[Pointing dataset records]
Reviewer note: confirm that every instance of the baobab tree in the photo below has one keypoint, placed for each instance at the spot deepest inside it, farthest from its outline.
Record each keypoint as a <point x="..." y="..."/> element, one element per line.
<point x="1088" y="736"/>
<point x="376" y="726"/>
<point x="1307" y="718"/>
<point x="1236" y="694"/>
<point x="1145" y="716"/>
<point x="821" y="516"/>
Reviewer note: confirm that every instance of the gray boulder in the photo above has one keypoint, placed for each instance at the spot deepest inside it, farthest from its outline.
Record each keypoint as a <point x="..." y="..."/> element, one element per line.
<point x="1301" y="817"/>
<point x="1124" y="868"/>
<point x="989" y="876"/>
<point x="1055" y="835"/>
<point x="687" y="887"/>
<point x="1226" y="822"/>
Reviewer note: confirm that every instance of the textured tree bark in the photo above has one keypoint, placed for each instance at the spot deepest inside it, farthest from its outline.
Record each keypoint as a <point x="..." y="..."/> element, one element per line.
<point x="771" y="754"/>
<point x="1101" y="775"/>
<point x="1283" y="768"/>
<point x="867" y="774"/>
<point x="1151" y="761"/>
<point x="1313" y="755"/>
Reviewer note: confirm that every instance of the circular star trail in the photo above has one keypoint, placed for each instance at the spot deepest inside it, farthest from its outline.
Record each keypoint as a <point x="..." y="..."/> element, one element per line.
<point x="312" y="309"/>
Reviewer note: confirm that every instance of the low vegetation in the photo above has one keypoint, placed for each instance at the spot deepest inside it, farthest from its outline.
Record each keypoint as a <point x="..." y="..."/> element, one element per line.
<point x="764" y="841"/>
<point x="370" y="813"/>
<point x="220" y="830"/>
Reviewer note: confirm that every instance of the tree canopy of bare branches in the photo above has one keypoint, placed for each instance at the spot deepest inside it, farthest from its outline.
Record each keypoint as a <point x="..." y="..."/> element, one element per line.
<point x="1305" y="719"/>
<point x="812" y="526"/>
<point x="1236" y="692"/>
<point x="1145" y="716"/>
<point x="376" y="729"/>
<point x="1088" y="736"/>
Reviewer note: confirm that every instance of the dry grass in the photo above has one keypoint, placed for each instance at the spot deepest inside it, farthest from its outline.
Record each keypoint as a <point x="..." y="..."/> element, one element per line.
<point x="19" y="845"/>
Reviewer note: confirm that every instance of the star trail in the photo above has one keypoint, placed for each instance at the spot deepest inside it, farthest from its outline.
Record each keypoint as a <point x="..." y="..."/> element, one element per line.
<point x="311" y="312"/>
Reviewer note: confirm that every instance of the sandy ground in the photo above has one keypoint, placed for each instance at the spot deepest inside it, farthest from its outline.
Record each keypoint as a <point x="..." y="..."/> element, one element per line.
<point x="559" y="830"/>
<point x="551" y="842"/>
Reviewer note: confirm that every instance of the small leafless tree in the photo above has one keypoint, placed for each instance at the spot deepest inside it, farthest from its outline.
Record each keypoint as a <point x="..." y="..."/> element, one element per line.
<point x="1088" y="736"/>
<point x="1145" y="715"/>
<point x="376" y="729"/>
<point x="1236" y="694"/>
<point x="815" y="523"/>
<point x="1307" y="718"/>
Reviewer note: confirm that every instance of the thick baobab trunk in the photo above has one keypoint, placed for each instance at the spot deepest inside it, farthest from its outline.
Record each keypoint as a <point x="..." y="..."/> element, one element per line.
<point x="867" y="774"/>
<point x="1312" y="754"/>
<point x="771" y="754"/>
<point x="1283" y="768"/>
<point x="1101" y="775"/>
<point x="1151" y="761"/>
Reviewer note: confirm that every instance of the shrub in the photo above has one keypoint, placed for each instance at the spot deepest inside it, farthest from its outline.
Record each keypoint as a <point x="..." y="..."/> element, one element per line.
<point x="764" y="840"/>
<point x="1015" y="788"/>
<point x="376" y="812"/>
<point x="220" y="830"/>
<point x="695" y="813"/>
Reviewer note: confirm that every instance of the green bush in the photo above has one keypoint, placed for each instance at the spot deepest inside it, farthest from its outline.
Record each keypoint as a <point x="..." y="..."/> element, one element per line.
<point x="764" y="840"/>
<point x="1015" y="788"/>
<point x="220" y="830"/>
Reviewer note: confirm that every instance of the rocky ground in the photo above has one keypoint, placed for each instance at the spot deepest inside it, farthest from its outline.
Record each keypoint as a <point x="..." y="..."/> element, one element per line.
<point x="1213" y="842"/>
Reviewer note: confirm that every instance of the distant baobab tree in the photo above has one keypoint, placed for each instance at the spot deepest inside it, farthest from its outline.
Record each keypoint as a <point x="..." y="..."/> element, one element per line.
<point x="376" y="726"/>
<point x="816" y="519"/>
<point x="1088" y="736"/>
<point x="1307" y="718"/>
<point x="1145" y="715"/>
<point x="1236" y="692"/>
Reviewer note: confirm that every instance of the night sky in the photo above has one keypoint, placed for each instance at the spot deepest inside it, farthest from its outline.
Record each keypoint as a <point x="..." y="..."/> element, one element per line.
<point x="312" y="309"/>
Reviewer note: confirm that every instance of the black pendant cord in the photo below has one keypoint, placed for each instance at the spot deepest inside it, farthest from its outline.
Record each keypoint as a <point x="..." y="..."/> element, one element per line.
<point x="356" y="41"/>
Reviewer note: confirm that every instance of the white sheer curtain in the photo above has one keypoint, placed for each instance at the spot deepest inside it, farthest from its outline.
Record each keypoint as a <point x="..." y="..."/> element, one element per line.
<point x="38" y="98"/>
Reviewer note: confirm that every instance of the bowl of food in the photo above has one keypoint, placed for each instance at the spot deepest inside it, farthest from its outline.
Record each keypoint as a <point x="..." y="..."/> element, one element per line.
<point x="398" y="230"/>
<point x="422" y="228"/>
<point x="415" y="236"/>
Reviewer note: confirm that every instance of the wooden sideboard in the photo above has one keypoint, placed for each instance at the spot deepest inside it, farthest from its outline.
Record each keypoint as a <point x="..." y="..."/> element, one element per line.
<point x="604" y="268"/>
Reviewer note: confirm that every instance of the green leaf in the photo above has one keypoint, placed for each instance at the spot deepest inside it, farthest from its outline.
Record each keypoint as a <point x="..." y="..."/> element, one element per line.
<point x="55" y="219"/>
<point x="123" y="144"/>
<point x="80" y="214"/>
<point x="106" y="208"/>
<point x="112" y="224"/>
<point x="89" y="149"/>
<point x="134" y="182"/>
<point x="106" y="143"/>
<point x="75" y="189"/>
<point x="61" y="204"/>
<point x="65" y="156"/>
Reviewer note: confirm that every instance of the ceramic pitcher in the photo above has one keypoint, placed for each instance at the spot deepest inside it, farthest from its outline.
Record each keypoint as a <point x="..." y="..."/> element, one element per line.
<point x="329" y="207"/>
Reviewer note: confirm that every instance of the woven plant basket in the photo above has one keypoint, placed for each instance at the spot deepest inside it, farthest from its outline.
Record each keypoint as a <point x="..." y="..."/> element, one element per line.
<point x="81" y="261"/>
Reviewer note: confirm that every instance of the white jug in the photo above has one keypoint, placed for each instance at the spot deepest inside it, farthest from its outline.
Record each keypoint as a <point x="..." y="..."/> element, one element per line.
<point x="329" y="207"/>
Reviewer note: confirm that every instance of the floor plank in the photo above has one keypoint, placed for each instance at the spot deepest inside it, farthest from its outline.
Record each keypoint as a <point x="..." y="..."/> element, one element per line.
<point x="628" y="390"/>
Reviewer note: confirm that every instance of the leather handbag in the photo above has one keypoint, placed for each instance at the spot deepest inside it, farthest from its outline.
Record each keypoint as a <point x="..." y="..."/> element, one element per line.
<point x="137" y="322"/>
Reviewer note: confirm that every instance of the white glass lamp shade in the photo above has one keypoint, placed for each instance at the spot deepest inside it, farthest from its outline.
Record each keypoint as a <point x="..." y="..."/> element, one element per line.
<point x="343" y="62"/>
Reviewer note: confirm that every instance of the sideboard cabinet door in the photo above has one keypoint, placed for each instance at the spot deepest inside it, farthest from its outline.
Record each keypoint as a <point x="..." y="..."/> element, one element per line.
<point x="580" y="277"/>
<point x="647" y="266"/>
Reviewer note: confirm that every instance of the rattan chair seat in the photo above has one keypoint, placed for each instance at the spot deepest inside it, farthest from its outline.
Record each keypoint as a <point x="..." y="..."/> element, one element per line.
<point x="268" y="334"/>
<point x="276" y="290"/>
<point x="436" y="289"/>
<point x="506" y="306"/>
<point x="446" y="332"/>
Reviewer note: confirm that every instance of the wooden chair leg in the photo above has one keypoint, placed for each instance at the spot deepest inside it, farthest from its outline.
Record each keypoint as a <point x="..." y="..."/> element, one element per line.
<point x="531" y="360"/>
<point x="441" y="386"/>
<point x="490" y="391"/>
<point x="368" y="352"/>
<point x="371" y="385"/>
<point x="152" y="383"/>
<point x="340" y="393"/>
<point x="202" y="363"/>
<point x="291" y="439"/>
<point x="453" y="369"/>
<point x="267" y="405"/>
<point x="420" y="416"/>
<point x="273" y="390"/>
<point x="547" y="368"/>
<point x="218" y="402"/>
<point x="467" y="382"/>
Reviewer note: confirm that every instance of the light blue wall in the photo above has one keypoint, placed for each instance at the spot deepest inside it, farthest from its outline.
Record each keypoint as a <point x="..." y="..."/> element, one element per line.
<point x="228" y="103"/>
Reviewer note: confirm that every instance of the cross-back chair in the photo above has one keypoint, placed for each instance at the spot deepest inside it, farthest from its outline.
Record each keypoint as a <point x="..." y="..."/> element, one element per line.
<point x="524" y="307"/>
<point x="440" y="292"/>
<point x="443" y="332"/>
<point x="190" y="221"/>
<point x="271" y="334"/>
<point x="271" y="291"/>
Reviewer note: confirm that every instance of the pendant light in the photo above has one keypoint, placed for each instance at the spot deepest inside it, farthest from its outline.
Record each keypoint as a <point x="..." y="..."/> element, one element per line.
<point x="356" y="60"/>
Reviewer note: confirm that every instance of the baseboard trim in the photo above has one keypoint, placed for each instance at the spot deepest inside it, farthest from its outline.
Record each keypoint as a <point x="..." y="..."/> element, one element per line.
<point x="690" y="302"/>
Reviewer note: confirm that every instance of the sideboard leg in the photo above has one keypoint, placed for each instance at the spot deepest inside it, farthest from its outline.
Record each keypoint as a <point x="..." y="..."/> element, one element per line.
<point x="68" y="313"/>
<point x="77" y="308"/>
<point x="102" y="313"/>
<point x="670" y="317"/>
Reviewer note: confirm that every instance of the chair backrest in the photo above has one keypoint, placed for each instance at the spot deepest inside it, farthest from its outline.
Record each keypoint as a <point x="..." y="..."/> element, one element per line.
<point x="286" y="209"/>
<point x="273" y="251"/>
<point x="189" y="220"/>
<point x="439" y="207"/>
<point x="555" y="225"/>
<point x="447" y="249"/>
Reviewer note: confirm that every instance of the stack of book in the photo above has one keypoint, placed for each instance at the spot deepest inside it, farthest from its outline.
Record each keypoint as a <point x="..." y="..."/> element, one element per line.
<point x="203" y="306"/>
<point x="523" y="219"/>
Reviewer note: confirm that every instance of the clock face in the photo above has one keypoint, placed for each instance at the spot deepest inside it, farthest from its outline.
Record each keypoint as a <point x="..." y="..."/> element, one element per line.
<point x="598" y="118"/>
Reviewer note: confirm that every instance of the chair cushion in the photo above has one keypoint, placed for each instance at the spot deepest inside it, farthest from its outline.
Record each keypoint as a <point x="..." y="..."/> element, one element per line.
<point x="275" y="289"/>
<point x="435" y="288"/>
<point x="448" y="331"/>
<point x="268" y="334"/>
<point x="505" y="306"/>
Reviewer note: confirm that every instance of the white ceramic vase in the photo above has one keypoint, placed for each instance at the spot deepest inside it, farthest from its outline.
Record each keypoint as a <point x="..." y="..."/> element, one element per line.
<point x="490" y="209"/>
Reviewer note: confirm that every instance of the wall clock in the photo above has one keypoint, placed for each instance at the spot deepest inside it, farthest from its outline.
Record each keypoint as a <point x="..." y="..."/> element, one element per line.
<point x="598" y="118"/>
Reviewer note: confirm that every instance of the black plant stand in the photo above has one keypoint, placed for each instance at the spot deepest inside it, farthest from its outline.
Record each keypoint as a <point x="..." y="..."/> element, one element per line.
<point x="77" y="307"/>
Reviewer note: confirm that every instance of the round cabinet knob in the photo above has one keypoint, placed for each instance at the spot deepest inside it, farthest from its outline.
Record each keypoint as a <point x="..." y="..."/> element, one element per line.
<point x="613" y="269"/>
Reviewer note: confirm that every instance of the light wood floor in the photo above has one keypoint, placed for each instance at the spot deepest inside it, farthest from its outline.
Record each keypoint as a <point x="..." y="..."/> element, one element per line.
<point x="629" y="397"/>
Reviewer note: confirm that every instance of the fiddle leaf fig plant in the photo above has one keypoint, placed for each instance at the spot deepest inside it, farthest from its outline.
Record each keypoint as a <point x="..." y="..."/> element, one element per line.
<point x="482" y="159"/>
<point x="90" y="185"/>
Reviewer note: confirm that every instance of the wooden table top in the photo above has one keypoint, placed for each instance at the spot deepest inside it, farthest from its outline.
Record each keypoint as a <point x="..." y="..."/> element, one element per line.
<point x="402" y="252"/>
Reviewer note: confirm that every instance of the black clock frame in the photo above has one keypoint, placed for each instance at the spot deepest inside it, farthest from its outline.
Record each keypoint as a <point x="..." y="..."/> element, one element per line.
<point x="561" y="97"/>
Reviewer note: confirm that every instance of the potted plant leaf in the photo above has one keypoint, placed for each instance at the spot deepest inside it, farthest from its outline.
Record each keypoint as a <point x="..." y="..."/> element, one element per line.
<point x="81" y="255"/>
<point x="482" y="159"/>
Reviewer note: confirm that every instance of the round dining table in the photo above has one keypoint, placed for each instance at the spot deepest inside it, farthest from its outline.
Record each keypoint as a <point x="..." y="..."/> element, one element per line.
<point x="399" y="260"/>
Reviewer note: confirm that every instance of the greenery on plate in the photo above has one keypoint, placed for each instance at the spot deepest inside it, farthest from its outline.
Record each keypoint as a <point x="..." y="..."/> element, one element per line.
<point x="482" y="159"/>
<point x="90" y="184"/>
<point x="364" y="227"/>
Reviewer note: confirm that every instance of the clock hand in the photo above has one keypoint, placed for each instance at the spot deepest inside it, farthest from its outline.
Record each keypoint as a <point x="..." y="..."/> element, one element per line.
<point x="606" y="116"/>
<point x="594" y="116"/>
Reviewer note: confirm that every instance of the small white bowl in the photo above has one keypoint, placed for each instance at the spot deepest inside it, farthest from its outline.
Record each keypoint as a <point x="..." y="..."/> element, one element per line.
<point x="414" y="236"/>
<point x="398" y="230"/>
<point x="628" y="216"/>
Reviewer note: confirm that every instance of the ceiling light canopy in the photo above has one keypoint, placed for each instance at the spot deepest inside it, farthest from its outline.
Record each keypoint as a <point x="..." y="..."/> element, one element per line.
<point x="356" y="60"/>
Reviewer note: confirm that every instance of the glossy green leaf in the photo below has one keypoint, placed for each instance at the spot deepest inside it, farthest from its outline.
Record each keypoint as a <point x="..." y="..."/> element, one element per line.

EXERCISE GOAL:
Repeat exactly the lines starting at the line with "Reviewer note: confirm that every instance of the ceiling" and ending with the final line of the entries. Include nothing else.

RESULT BELOW:
Reviewer note: confirm that every instance of the ceiling light canopy in the photo above has one keypoint, placed for each instance at the spot deepest inside it, farthest from its outline.
Record each keypoint as a <point x="..." y="..."/> element, one element per line.
<point x="356" y="60"/>
Reviewer note: confirm that every instance of the glossy green leaf in the photo below has one keypoint, placed for each instance at the spot deepest inside it, farthest from its outline.
Record each keypoint as a <point x="..." y="..."/> element, one element per line.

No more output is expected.